> DESCRIPTION OF THE TASK
Print the entries verbatim, leaving out the images they contain.

-- Start of DATASET --

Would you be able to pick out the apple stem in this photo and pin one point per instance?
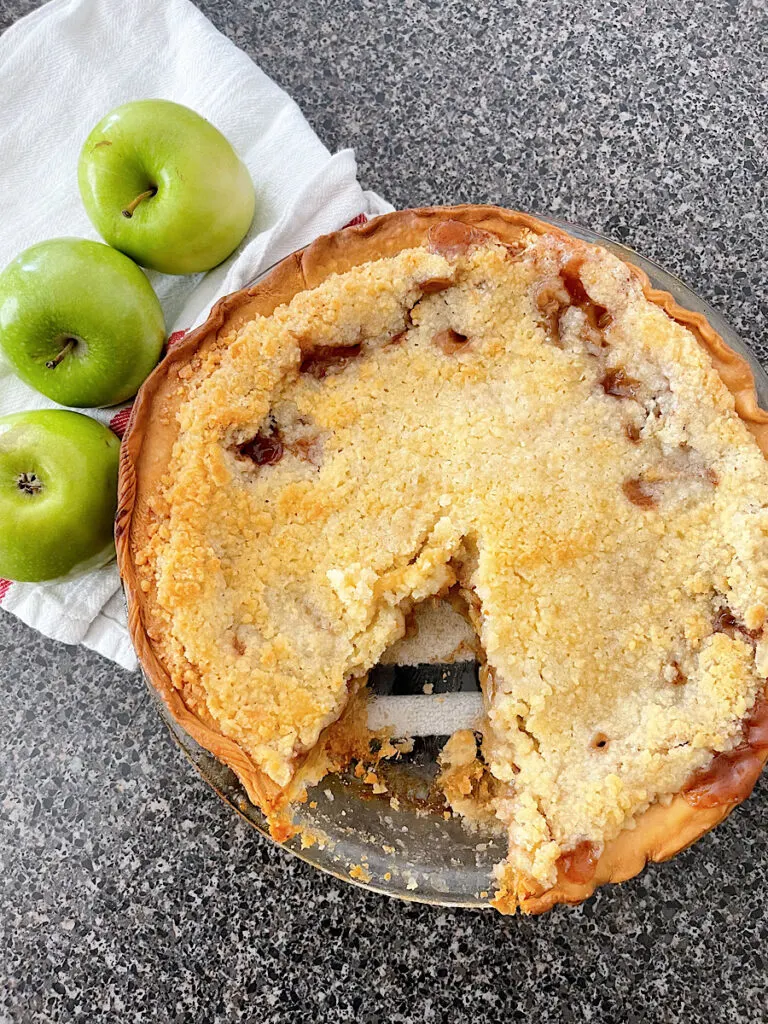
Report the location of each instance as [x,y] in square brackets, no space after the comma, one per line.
[29,483]
[128,212]
[52,364]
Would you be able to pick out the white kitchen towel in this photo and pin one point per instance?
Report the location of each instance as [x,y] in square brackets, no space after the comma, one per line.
[61,69]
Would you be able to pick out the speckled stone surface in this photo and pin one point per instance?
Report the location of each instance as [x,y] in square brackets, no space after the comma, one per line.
[127,891]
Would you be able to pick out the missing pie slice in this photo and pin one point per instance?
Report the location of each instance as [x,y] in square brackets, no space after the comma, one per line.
[465,399]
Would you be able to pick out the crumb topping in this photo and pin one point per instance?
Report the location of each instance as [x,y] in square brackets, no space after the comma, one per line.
[524,424]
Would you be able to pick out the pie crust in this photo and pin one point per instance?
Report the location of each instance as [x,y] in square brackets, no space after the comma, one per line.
[657,833]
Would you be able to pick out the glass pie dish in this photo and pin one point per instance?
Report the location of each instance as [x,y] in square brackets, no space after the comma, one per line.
[401,841]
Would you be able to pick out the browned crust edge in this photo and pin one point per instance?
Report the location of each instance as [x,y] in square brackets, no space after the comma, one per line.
[662,830]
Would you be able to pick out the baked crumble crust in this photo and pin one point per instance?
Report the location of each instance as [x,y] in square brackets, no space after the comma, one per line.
[521,418]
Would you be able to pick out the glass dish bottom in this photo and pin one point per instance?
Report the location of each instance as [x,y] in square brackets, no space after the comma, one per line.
[411,851]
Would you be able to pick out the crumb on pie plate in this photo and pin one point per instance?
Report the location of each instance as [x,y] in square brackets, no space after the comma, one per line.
[468,401]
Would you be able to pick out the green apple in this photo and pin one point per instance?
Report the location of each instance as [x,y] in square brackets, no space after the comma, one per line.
[165,186]
[79,322]
[58,479]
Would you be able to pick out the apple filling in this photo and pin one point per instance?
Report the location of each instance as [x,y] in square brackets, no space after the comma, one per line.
[523,422]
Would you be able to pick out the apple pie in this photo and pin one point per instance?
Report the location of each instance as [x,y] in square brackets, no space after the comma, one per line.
[465,399]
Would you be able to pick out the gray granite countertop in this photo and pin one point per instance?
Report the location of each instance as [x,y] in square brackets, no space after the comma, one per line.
[128,892]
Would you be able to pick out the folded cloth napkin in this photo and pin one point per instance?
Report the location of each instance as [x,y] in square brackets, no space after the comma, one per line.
[61,69]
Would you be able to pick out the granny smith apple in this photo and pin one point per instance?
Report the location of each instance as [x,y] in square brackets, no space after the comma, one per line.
[58,479]
[79,322]
[165,186]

-- End of DATASET --

> EXERCISE RESULT
Would you be able to pick out the apple stem in this photo and pin one point per instance?
Report the location of each instance as [x,y] in square brackets, no space after the comma, one per line.
[29,483]
[128,212]
[52,364]
Would you be able to pick out the white kitchen towel in this photo and pin one point per instance?
Report the location of each instance as [x,y] in square brackets, no space after the comma, one per line.
[61,69]
Would you be able to pick out the speckled stone surface in this photo and pin one point per instance?
Report the location of each instance as [x,y] in square brackets, no space after the comma, one per line.
[127,891]
Would you be able to pick out the missing pie slice in this photo and pin one point per instance?
Report the location of each instance as [x,y] in square brackets, no space after the comma, one per line.
[465,399]
Would you be able to pick out the crumb topping in this photo and pin one point per instance?
Report the location of each instance as [x,y] in square brackets, no space after the comma, one per line.
[524,424]
Would you be able to pick out the pie crust in this photo and pin one point per instance?
Report the location of each instance as [x,y] in square brackets, no space after the comma, one per line.
[657,833]
Would you be able to pick out the glass pie dish in this photo and pin one point per instance?
Report the location of each instance as [x,y] in square brackets, no space after the comma, one per line.
[401,841]
Would you be able to pick out the browned crust edge in this photo and pin one point per instance?
Report the location of each instance as [x,y] in square brackets, no space after the comma, one per line.
[662,830]
Would you be able to pick out the baked crumble crust in this photo and pin one point per instance?
Report the location of each instance as [x,y] in square brackets, no space after the comma, one per line.
[521,418]
Would you be able to pick out the glass dish bottom in this photo and pin one point per instance?
Report the location of each instance as [x,y] in square brackets, no space after the comma, one per line.
[411,851]
Would you be able to pick out the crumb on pie plate in this photo and pin one point per instance?
Report the location of each instance as [x,y] in square brackets, no space after the comma, one per line.
[468,401]
Would you be able to pick out the green apple in this photo and pin one point per instance?
Report the location of each instance as [x,y] in square brackets, no space after the comma, one per line.
[165,186]
[79,322]
[58,479]
Would you be able to pick out the apple filling in this photo and pin one point per instance?
Report the location of each instance as [x,y] in square brackets, no space after the comma, one per line.
[523,422]
Would you be able to pick out the apple pie in this photo and pin one point per instance?
Report the location of each instance as [x,y] in square brackets, no space after the comma, one per line.
[465,399]
Would you be able to pick out the gray granite countertop in this photo and pin one point per instance?
Report the location of each instance as [x,y] in square brackets, no space after the comma, one per line.
[128,892]
Would you be able to pick out the folded cloth napkin in this photo and pin one point per instance?
Report the location of each instance as [x,y] in square brackets, no space after the comma, one per line.
[61,69]
Would you be able to pick out the granny smith apple in this photo and pin one point per instance?
Report the location of each instance as [x,y] in square brackets, no space after the comma, one per line.
[58,479]
[79,322]
[165,186]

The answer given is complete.